Text excerpt

+ + + + + + +

The rise of synthetic 2D polymers: hot charge carriers in the TEM

Diagrams and high-resolution electron microscopy images showing the crystal structure of Cu3BHT from top-down and side views, with a scale bar of 1 nm.
Fig. 1 Crystal structure of Cu3BHT
Atomic-resolution microscopy images of Cu3BHT, displaying high-angle annular dark field, bright field, and a model representation. Scale bar is 1 nm.
Fig. 2 HAADF-STEM of Cu3BHT
Graphs showing the frequency-resolved complex THz photoconductivity at 0.5 ps and 5 ps, with fits illustrating the transition from hot carriers to band-edge carriers.
Fig. 3 THz photoconductivity
A 2D pseudo-color plot and corresponding spectra visualizing the cooling of hot carriers over time, along with a schematic explaining the observed blue-shift.
Fig. 4 Hot carrier cooling
Two graphs illustrating hot carrier transport. The first shows a global fitting analysis of spectral contributions, and the second compares THz photoconductivity decay with the transient absorption signal's peak energy.
Fig. 5 Hot carrier transport

An international research team has demonstrated that highly mobile 'hot carriers' in a two-dimensional conjugated polymer, Cu₃BHT, can achieve ultrahigh mobility. This breakthrough could accelerate the development of organic-based hot carrier devices for applications like high-speed transistors and efficient photovoltaics.

Hot carriers are high-energy electrons and holes that exist out of thermal equilibrium with the crystal lattice. Their unique properties have driven innovation in fields such as photovoltaics, transistors, photodetectors, photo-catalysis, and bolometers. [1], [2] Recent computational and experimental studies have outlined a general three-stage process for hot carriers: generation, thermalization, and relaxation. [3], [4], [5]

However, the study of hot carriers in organic compounds has significantly lagged behind the understanding of them in inorganic or hybrid materials. This knowledge gap is primarily due to the extremely fast energy relaxation process in conventional organic materials, a limitation caused by dynamic disorder, strong Coulomb interactions between electron-hole pairs, and intense charge-vibrational coupling. [6], [7] [3], [8]

The recent emergence of synthetic two-dimensional (2D) organic crystals, particularly 2D conjugated coordination polymers (2D c-CPs), presents a promising new avenue. These materials display attractive opto-electronic properties stemming from tunable intralayer d-π conjugation and interlayer electronic coupling. [9] Advances in synthesis now allow for precise control over stoichiometry, structure, layer orientation, and morphology, leading to a variety of structures with diverse properties. [10] A key property is their high electrical conductivity, which can reach up to 103 S cm−1. [11]

For hot carrier applications, 2D c-CPs provide an opportunity to engineer electronic and phononic properties at the molecular level. This allows for the creation of high-mobility charge transport channels while simultaneously slowing down the cooling processes of hot carriers. [12] Researchers utilized a combination of time-resolved terahertz spectroscopy (TRTS), transient absorption spectroscopy (TAS), and transient absorption microscopy (TAM) to observe the spatiotemporal evolution of non-equilibrium photoexcitation. This approach was used to track the charge transport properties dependent on excess kinetic energy in a model 2D c-CP system, Cu₃BHT (where BHT is benzenehexathiol; Fig. 1a).

+ + + + + + +

Material shown
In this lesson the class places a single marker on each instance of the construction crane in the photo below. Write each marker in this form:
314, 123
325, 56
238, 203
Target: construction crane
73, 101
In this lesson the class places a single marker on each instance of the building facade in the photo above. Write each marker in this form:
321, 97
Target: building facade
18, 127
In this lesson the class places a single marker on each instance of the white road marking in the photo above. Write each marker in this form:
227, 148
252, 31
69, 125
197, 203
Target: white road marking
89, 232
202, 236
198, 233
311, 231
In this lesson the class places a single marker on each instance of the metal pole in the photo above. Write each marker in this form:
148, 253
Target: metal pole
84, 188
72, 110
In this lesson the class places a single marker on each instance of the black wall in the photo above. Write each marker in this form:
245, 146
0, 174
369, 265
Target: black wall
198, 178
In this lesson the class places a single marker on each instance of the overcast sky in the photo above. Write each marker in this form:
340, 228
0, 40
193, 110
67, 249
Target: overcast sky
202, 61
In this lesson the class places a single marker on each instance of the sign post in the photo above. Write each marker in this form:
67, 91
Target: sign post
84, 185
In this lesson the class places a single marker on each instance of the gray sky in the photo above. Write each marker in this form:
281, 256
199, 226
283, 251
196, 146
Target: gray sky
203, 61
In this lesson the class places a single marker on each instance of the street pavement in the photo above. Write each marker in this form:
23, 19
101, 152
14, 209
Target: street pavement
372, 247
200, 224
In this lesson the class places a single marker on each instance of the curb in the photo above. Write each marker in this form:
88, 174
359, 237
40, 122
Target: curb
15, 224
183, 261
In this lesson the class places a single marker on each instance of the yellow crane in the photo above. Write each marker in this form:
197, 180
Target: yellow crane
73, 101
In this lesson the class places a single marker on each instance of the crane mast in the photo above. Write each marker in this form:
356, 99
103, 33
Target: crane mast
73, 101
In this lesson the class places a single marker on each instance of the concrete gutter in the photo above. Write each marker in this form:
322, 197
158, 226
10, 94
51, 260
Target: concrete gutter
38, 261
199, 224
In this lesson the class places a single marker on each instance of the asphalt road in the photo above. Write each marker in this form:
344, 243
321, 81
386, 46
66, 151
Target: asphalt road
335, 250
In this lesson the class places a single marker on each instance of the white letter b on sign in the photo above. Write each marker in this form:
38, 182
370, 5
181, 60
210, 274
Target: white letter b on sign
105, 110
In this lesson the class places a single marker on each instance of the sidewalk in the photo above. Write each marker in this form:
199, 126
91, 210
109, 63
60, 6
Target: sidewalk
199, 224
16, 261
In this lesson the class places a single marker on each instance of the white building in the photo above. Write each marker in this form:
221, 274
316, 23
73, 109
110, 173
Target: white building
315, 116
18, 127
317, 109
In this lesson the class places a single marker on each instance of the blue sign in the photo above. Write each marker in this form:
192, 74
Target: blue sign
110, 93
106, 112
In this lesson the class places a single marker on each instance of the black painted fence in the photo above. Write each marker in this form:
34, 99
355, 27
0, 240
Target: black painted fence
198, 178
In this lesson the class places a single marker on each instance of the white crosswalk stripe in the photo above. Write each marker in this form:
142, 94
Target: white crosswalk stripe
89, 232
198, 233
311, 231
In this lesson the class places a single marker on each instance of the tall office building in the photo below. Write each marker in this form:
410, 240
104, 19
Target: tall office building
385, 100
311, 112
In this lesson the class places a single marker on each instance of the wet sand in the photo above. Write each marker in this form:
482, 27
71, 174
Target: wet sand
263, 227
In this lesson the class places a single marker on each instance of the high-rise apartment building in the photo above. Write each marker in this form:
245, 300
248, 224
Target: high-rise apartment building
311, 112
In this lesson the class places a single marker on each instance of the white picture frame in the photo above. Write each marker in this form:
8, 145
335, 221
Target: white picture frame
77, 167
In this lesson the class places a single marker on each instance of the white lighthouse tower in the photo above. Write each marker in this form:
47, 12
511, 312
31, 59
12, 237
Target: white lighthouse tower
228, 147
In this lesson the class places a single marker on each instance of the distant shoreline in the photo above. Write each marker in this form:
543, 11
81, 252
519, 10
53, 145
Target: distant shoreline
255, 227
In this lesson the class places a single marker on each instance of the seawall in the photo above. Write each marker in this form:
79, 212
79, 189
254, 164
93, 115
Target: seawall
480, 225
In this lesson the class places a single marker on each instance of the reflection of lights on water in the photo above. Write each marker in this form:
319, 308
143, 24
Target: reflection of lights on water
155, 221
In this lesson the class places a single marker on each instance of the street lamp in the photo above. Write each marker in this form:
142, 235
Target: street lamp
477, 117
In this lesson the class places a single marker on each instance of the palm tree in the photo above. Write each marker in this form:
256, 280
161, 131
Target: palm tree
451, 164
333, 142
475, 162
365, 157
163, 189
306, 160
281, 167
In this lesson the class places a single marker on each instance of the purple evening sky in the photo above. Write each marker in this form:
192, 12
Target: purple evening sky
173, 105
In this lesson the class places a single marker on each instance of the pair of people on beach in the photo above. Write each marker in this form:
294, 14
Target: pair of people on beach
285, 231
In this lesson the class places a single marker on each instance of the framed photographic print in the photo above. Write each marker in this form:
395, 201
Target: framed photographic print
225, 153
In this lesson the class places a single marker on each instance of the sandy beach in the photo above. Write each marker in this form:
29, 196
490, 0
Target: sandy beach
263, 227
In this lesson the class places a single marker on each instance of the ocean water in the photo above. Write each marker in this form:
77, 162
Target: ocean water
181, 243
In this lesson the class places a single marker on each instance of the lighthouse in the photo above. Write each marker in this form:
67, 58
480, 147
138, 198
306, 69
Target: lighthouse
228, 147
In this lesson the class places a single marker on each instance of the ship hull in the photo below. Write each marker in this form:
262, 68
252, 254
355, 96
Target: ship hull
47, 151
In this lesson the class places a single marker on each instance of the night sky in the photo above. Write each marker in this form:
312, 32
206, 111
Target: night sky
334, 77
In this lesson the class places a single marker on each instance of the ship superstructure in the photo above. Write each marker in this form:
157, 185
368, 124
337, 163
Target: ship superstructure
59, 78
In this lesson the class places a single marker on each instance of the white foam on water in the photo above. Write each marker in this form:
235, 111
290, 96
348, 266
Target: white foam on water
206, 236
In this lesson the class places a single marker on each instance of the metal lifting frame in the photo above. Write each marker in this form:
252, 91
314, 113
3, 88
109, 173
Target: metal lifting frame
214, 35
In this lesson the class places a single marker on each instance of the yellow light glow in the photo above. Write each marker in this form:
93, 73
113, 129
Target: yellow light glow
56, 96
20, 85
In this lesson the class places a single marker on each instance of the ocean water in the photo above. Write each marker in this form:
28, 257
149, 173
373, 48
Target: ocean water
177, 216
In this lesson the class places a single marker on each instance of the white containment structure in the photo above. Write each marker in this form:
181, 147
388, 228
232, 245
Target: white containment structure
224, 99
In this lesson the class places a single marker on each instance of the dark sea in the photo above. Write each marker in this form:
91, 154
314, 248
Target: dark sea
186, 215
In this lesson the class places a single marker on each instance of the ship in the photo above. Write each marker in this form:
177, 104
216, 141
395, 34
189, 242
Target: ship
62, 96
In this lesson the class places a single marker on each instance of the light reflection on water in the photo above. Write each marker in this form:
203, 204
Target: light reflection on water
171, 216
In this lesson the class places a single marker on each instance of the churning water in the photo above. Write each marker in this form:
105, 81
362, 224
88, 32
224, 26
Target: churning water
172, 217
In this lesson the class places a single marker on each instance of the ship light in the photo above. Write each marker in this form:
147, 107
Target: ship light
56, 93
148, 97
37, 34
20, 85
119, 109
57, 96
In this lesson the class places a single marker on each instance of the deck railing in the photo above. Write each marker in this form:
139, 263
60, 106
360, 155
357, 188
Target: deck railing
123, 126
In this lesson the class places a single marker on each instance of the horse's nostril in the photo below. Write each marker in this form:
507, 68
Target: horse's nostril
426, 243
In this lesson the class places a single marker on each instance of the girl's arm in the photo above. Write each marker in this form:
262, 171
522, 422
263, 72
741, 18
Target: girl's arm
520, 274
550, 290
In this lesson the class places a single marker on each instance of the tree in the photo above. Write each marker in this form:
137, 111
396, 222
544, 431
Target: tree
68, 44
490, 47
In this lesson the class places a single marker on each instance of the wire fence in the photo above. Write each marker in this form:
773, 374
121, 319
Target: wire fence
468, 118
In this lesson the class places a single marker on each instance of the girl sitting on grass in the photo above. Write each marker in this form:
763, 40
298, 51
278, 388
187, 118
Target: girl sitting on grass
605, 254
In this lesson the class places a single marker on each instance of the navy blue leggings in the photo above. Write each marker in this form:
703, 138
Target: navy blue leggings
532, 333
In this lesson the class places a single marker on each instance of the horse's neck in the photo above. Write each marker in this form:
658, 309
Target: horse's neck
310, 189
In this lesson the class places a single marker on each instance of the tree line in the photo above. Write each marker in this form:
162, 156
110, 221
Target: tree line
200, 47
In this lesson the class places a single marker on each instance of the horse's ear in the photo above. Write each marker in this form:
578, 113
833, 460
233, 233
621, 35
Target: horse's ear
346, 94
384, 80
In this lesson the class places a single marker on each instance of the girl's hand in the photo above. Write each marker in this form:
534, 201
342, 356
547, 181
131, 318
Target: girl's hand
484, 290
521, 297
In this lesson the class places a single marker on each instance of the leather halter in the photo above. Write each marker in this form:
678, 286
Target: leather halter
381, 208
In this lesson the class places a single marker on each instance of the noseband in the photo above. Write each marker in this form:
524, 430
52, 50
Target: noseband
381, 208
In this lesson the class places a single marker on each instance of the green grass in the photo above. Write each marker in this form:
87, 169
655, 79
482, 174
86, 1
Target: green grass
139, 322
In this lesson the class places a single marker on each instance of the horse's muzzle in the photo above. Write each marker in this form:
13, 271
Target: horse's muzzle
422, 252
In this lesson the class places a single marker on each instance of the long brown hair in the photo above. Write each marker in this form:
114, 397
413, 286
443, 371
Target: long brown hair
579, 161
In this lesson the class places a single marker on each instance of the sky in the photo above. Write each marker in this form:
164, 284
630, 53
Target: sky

+ + + + + + +

Instructions to follow
According to the text on hot carriers in Cu₃BHT, what are the three stages of the general process outlined for hot carriers? The records are separate material and are not part of the text on hot carriers in Cu₃BHT.

The answer
Generation, thermalization, and relaxation.